[Text segment]
Tuesday, December 1, 2009 2:19 PM, CST
Sicily and I are back from the clinic. She did not receive a whole transfusion this morning, but did get platelets. Her platelets were at 9...normal range is between 186 - 348. She was scraping the bottom of the barrel. Her hemoglobin is 7.7 with the normal range of 11.5 - 13.5. Her white blood count is .7...should be between 4.6 - 9.6. She will continue to need the GCSF shots to help boost it back up. I will take her back to the clinic on Friday and she may get a transfusion then.
In our minds, Patrick and I had Sicily scheduled to go inpatient for another round of chemo next week sometime. We are now learning that this time around is completely different. We aren't following a piece of paper, often referred to as a road map, that tells us what we will be doing from week to week. We are now focusing on what Sicily's body is telling us is okay to do. She may not be ready for another treatment next week.
Dr. Hum says they like to have a 21 to 28 day window between treatments, but she has gone as long as five weeks in between to let the child's body recover. I long ago quite writing in pen on my calendar and now it's even hard to pencil things in. When I say we live from day to day, we truly try not to look past the next week because we don't know where we will be or what we will be doing. It's not a bad thing. I am a planner by nature so it just takes a little adjusting and getting used to.
It still amazes us how well Sicily is feeling when the numbers on a piece of paper say otherwise. Those numbers don't take into consideration "who" they belong to! ; )
As Sicily sat in a chair in one of the exam rooms receiving her transfusion of platelets, she fell asleep...sitting up, legs pulled up like a frog, head resting on her own shoulder. It must've been the Benadryl and Tylenol cocktail she swallowed before hand. Our nurse, Laura, and I joke about the color of the bag of platelets being pumped into my little girls body. They are a cloudy, yellowish color. I first thought they looked like the fat drippings from a turkey (I must still have Thanksgiving on the mind) and then considered maybe lemonade, but lemonade is still too pretty. We settled on green tea. For those who don't drink green tea...it is not green! ; ) This is how I spend my time on days like today.

[Work instructions]
**a)** Reproduce the journal entry from "Tuesday, December 1, 2009" up to and including "a transfusion then.".
**b)** According to the journal entry, how many days do the doctors like to leave between treatments?
**c)** Name each blood count reported in the journal entry, together with the value given for Sicily.

[Supplied records]
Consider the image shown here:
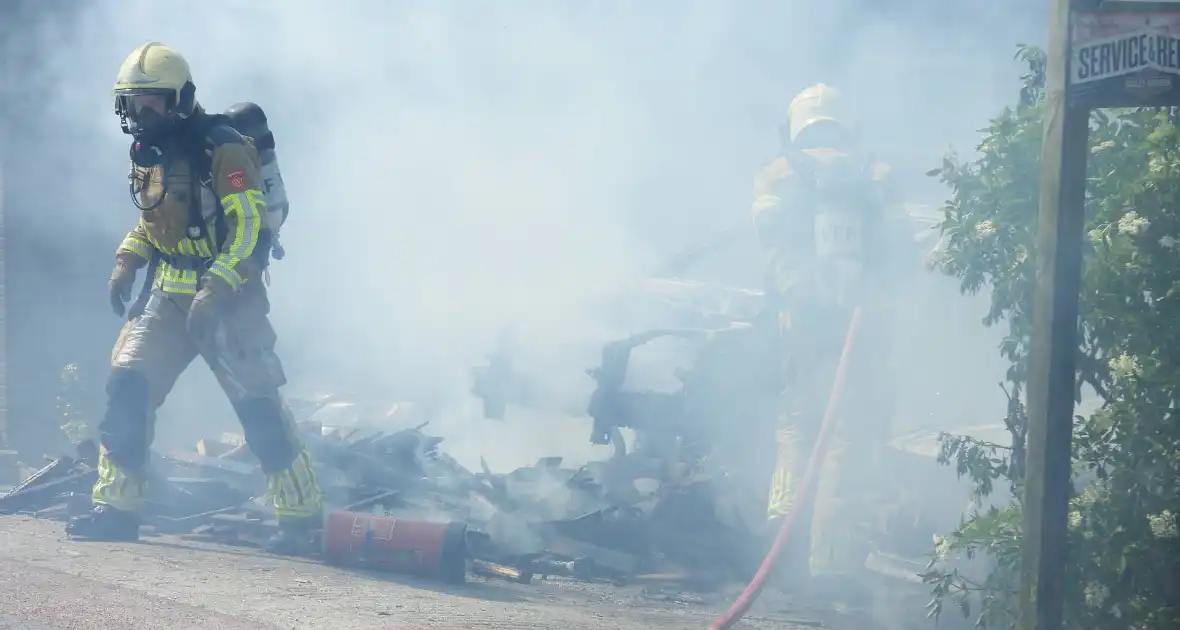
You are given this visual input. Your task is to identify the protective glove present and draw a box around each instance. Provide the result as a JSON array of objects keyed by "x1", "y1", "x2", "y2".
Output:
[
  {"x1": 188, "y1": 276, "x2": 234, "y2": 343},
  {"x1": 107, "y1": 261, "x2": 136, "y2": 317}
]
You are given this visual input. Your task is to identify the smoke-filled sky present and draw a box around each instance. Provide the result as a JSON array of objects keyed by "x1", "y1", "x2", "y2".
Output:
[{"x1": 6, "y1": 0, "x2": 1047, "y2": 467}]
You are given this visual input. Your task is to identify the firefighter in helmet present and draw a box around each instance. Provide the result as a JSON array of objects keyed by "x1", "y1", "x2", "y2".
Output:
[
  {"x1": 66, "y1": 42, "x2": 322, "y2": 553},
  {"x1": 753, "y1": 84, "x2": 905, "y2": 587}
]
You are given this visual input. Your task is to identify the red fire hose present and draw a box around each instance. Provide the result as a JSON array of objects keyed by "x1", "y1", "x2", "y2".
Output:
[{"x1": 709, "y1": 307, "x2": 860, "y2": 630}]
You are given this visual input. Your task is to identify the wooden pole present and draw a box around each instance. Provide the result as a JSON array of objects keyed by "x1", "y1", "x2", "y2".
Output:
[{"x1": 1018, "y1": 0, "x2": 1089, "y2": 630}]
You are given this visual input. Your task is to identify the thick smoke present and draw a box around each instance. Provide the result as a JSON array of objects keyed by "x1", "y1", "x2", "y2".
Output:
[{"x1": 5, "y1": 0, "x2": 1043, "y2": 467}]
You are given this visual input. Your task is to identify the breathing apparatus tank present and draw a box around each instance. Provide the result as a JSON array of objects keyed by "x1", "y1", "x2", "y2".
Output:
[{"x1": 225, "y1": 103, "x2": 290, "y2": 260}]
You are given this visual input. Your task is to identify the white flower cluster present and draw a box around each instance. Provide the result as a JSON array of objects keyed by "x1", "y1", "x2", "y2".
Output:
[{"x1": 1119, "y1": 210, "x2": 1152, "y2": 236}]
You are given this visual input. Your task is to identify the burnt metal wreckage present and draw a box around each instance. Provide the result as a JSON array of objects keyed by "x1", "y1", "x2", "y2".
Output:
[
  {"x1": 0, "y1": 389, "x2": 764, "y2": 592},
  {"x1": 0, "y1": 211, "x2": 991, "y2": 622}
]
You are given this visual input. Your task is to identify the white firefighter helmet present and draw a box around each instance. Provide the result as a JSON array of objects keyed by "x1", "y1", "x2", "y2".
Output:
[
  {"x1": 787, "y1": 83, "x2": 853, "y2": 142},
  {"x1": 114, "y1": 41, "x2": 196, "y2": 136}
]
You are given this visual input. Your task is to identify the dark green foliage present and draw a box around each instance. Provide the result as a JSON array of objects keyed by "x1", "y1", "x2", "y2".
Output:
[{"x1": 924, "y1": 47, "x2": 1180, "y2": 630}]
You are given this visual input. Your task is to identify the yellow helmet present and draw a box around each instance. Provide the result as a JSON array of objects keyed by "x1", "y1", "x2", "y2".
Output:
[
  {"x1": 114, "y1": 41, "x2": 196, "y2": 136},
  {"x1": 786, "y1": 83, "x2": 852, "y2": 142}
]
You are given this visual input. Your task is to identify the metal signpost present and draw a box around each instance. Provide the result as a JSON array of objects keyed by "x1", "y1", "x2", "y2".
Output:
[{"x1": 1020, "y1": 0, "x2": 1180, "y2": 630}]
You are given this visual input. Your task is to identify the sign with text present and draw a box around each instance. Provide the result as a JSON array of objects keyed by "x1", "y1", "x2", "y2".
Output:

[Responses]
**a)**
Tuesday, December 1, 2009 2:19 PM, CST
Sicily and I are back from the clinic. She did not receive a whole transfusion this morning, but did get platelets. Her platelets were at 9...normal range is between 186 - 348. She was scraping the bottom of the barrel. Her hemoglobin is 7.7 with the normal range of 11.5 - 13.5. Her white blood count is .7...should be between 4.6 - 9.6. She will continue to need the GCSF shots to help boost it back up. I will take her back to the clinic on Friday and she may get a transfusion then.

**b)** 21 to 28 days

**c)**
Platelets: 9
Hemoglobin: 7.7
White blood count: .7